#### SUPPLIED MATERIAL

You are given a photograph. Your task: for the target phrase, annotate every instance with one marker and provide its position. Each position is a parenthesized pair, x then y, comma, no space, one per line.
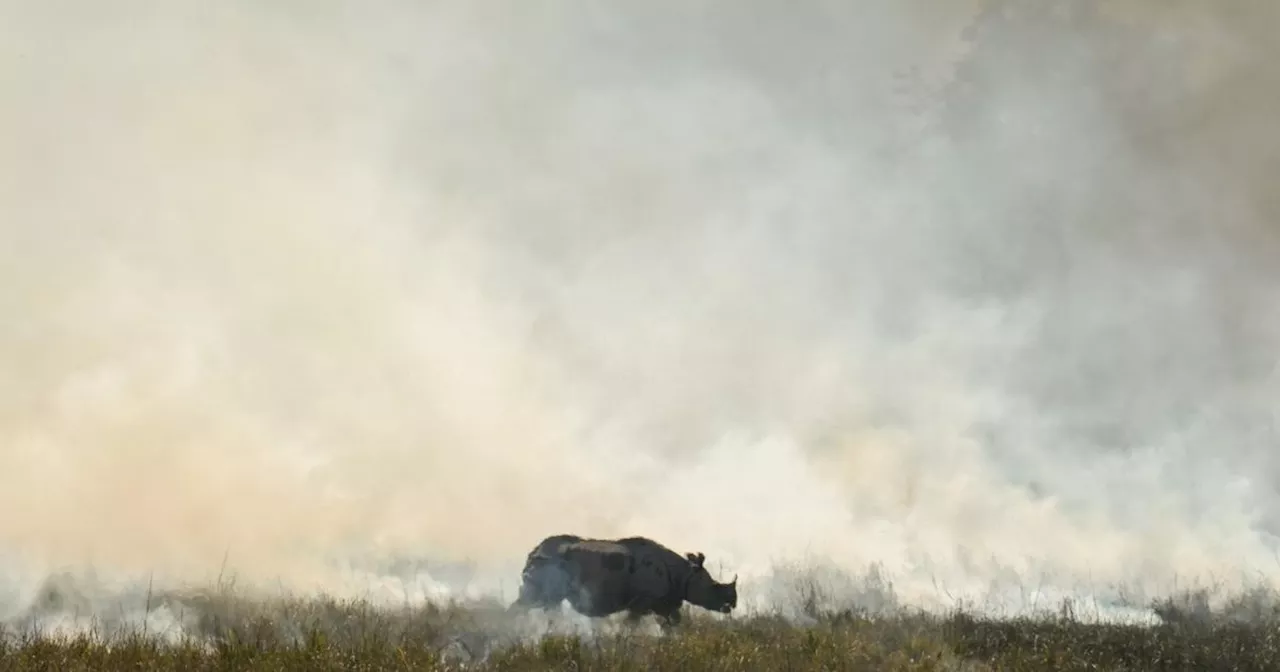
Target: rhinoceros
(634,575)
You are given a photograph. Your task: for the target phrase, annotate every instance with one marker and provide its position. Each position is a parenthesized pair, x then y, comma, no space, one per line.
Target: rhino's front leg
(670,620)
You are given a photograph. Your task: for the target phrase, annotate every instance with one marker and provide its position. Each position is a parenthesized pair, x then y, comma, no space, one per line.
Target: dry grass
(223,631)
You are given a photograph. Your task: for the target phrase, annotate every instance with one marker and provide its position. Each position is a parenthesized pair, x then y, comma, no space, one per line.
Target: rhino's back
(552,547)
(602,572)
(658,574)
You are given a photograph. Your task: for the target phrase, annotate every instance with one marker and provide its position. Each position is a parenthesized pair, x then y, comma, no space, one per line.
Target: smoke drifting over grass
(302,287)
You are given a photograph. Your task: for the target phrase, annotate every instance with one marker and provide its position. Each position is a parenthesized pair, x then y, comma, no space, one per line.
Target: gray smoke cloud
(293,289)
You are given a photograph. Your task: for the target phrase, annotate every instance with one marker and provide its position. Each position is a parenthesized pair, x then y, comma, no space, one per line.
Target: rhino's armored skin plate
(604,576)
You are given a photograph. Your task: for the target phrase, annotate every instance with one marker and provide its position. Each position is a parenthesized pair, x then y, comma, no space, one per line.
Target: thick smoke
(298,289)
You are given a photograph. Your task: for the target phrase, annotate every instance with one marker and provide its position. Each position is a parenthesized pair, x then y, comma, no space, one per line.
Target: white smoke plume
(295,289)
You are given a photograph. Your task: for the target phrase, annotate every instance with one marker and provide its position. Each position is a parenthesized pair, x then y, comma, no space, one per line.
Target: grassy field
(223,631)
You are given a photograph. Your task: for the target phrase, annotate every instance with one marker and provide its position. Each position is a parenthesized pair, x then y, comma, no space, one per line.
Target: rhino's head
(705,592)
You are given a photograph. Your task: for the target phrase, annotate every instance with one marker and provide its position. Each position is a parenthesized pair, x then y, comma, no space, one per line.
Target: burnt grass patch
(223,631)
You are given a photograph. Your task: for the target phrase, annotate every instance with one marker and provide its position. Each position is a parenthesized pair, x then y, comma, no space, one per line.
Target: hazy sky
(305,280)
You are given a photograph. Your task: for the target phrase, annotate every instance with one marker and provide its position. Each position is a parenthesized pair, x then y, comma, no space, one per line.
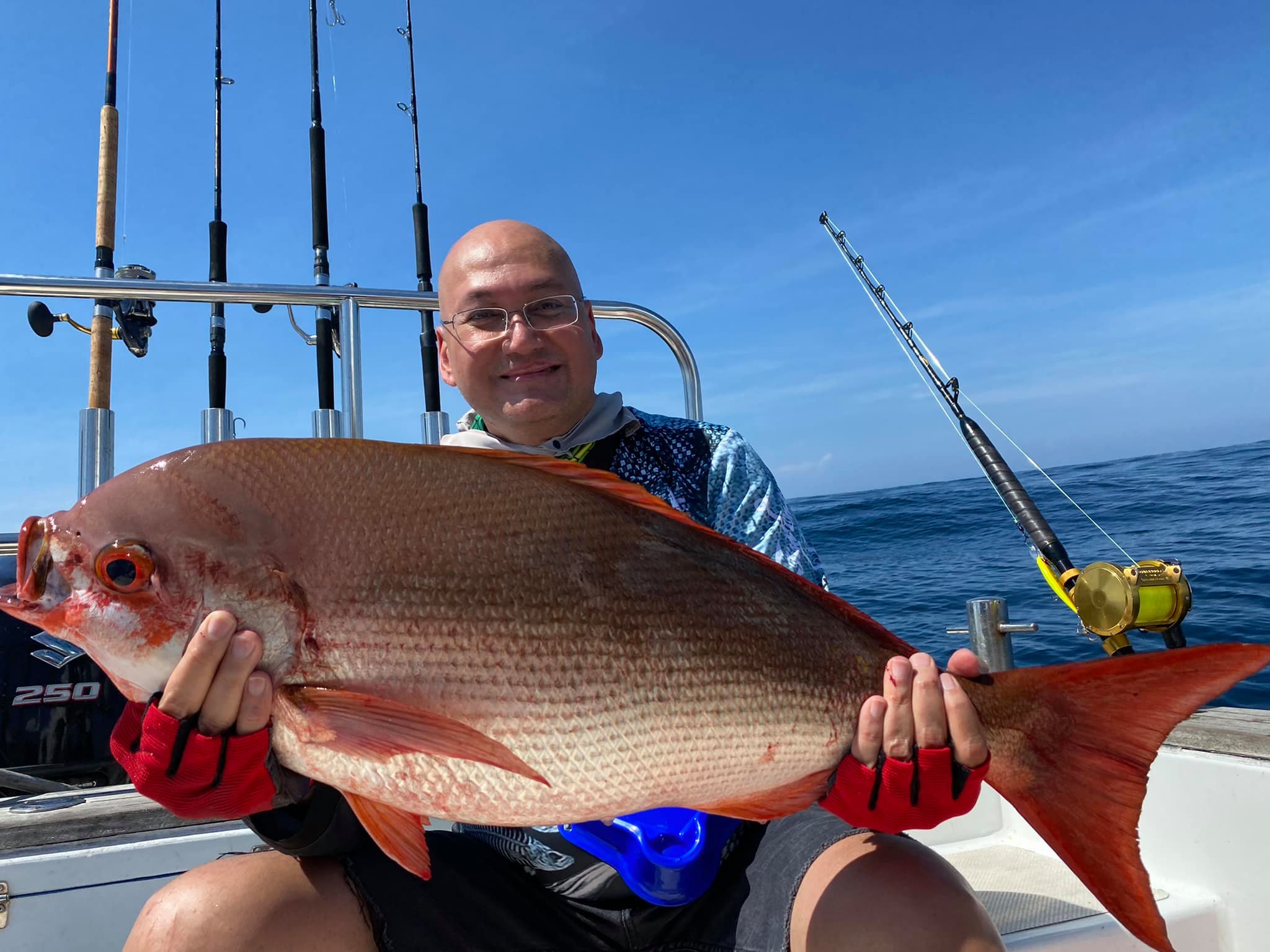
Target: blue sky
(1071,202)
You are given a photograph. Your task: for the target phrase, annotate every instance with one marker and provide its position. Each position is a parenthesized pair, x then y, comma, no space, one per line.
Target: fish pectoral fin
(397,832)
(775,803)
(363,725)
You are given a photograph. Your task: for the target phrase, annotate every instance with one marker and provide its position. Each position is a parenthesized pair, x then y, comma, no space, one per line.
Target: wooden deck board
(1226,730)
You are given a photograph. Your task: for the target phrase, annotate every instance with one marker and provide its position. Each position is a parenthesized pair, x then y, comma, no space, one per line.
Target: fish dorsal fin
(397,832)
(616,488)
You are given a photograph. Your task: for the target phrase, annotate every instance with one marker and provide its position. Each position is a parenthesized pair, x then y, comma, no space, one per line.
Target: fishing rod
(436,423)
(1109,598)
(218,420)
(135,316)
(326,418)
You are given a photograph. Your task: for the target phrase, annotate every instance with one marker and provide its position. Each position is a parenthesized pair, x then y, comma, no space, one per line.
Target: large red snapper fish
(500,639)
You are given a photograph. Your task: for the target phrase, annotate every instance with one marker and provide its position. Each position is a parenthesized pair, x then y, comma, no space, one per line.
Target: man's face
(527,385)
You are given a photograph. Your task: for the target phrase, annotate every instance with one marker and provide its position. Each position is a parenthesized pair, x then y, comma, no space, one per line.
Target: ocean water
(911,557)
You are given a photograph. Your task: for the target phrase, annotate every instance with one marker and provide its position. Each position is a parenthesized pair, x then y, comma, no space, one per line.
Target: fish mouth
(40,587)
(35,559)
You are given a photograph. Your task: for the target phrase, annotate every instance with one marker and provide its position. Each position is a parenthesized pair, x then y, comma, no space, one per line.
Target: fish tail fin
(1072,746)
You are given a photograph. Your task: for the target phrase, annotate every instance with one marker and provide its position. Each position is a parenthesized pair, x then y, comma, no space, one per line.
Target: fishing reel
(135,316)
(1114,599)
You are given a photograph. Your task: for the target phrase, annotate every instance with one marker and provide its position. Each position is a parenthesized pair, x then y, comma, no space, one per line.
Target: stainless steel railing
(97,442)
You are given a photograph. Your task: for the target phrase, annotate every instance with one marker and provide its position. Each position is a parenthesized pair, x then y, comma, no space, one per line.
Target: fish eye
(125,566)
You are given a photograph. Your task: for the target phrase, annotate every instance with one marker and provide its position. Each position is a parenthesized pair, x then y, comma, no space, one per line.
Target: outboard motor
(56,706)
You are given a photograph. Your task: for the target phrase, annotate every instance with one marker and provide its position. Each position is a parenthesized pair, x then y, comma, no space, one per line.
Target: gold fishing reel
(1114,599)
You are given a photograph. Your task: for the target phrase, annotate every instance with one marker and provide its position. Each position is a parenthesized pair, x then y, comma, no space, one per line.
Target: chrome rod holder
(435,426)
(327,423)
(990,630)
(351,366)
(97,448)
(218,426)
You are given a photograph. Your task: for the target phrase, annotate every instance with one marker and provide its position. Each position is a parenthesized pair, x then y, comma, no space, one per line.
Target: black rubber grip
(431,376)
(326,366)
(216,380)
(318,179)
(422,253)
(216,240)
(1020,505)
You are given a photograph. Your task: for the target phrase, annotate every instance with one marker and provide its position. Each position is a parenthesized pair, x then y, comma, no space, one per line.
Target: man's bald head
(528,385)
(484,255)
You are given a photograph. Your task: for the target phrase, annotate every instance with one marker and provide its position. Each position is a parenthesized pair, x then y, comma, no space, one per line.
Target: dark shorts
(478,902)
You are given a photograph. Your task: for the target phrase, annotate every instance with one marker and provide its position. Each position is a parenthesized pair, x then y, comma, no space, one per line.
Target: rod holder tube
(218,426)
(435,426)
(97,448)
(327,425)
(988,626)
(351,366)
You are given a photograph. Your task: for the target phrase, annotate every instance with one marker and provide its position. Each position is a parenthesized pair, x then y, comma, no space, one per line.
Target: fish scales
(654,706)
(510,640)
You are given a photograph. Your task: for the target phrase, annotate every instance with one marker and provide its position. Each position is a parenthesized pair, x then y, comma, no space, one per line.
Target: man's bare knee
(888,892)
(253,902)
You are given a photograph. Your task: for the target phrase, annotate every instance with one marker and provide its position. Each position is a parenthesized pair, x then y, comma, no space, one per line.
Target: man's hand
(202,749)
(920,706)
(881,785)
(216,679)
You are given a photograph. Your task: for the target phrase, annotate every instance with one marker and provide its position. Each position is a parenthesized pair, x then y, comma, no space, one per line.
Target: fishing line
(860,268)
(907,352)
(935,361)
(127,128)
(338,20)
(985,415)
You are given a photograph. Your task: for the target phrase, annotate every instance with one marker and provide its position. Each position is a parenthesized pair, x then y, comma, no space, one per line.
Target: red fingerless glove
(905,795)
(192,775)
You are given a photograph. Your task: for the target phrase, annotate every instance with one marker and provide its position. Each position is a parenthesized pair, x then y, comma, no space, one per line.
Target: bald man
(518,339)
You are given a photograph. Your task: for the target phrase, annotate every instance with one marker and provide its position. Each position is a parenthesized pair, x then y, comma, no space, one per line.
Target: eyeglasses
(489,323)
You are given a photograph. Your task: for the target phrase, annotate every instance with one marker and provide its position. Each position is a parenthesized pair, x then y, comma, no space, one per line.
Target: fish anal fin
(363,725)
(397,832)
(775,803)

########

SET EXERCISE:
Report how many lines in the records contain the word "head", and give only that number.

ANSWER TO THE TASK:
2